Go through the lines below one by one and count those holding the string "leash". Give the count alone.

══════

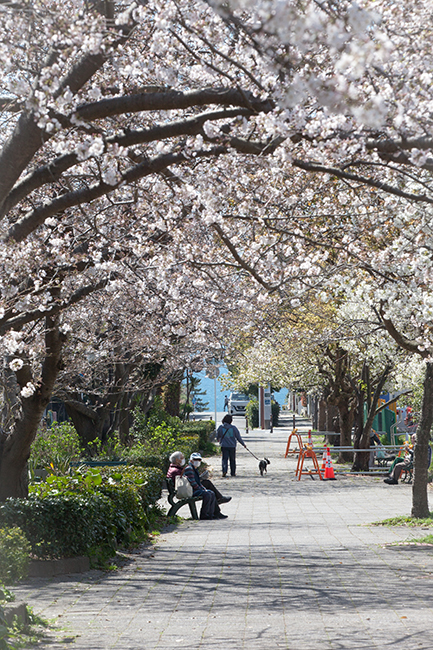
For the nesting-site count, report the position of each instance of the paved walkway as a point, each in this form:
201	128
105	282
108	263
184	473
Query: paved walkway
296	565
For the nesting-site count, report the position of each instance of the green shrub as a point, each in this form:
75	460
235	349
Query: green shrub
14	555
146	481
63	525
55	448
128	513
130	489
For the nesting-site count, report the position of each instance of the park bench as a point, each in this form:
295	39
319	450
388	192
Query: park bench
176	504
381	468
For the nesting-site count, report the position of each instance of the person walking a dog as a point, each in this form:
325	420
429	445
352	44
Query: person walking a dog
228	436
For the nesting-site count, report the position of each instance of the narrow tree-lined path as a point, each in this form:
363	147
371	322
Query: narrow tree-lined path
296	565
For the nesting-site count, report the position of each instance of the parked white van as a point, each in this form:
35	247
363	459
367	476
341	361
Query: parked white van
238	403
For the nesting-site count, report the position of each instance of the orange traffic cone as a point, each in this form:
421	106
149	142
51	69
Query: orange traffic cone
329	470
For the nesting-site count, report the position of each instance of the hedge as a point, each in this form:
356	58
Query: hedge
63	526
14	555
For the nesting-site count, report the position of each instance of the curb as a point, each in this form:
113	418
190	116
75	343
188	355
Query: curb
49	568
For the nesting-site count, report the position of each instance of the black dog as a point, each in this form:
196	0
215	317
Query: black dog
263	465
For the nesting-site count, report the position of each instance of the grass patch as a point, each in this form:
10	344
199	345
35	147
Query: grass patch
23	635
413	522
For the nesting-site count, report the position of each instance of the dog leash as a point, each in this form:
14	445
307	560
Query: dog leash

══════

SOLUTION TO THE PROBLEM → 2